## What is needed
Please retype every entry, keeping each one exactly as written.

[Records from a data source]
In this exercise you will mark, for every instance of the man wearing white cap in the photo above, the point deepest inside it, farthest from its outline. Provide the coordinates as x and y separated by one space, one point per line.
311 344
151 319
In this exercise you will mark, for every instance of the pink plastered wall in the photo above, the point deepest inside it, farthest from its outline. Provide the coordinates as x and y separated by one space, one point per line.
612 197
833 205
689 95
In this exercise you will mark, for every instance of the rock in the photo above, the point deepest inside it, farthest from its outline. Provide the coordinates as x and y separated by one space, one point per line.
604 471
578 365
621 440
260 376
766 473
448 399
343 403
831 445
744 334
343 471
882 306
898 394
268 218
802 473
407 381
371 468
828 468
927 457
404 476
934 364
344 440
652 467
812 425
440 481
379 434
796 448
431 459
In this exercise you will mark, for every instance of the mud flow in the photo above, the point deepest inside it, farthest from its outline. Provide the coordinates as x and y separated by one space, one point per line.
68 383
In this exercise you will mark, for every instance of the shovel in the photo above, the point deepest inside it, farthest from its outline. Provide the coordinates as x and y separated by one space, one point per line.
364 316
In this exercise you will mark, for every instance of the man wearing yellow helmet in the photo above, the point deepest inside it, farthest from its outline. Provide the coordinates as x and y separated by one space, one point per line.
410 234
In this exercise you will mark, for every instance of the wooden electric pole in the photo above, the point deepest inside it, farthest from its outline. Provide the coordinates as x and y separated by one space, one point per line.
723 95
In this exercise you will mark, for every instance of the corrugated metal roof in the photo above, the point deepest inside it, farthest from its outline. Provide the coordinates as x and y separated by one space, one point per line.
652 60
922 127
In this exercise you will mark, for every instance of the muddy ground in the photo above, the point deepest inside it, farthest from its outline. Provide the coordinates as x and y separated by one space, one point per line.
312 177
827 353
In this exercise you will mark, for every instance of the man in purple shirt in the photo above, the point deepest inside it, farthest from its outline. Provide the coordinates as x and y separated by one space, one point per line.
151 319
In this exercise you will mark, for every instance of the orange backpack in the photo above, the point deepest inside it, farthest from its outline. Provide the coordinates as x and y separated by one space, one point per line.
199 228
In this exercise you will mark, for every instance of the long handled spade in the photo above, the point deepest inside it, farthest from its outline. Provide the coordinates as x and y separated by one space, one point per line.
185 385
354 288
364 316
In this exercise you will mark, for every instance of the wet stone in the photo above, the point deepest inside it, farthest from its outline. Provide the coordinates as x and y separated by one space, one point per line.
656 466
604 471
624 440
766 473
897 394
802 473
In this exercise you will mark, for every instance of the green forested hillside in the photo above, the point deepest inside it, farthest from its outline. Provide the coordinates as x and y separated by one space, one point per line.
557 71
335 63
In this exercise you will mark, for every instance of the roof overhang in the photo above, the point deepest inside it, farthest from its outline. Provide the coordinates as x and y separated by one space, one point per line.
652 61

## Response to this task
In this exercise you will mark, for every instance of the man wearing white cap in the photo above, the point deepest inside it, farthest from its outline. Provide the coordinates as x and y separated by one space, one point per line.
311 344
151 319
In this exercise you will mark, for every instance of the pink plastered wall in the photo above, the point deepest inside it, farthest from its outline. Provide the coordinates as x and y separated by one space, one point per line.
612 197
833 205
689 95
In this exercise you will mark, for every instance of the rock in the photo above, the point deepest inside it, farthest from its outline. Provide the coordinates as x and y separated by one space, one point per line.
604 471
578 365
621 440
260 376
766 473
448 399
343 403
831 445
744 334
343 471
882 306
898 394
268 218
802 473
407 381
371 468
828 468
927 457
404 476
934 364
344 440
652 467
812 425
440 481
379 434
796 448
431 459
In this exercise you will mark, for every instance of the mud flow in the photo above, the point deepest inside it, farthest from its outline. Provide the coordinates as x and y separated by one space, one point per line.
68 383
In this exercise you will mark, for every instance of the shovel in the photo above, the point deepest inside it, farthest from its outline. Provide the coordinates as x and y separated by one space, one point per line.
364 316
In this exercise you will mark, for every instance of the man wearing yellow helmet in the photo above, the point deepest inside it, farthest from its outline. Provide the coordinates as x and y separated by one space, one point per line.
410 234
In this exercise you will mark, for every instance of the wooden electric pole in the photo above, the point deepest inside it, farthest from its outline. Provide the coordinates as x and y separated by one space, one point per line.
723 95
In this exercise you will mark, for every instance of the corrugated metal roof in the photo above, the point deepest inside it, farthest from its outline. Provide the coordinates as x and y separated by one space, one point per line.
652 60
922 127
In this exercise you will mark, for every instance of the muddy ground in the photo above, the point deepest inside it, farthest from its outline. Provide the coordinates as x and y separated by one space, one point per line.
312 177
827 353
In this exercise you will mark, for every instance of the man in purple shirt in the photo above, the point deepest inside it, farthest from its outline. Provide the coordinates as x and y separated by one space, one point per line.
151 319
In this exercise you will mark, for every instance of the orange backpack in the photo above, the point deepest inside it, farthest from its outline. Provide the coordinates as x and y separated by one space, one point per line.
199 228
In this exercise you will mark, for every instance of the long handled spade in the photo above, the point deepest inside it, farthest from its outline. Provide the coordinates as x and y separated by one space, one point per line.
185 385
354 288
364 316
In this exercise you will mark, for every instance of the wet stone in the photo above, the point deepest inside it, farthest from its outline. Provide the coordinates as x and y separated by one space, one point per line.
656 466
604 471
624 440
766 473
897 394
802 473
In this exercise you will mark, for every instance of the green forested hillside in the photo above, the point deepest inside it, farthest from its outline. Provide the coordinates as x and y separated by one space, one point per line.
557 71
335 63
In this exercise you will mark, for every instance of the roof overhang in the photo above, the point deepest inside it, farthest from its outline. Provide the coordinates as x and y separated by one space, one point per line.
652 61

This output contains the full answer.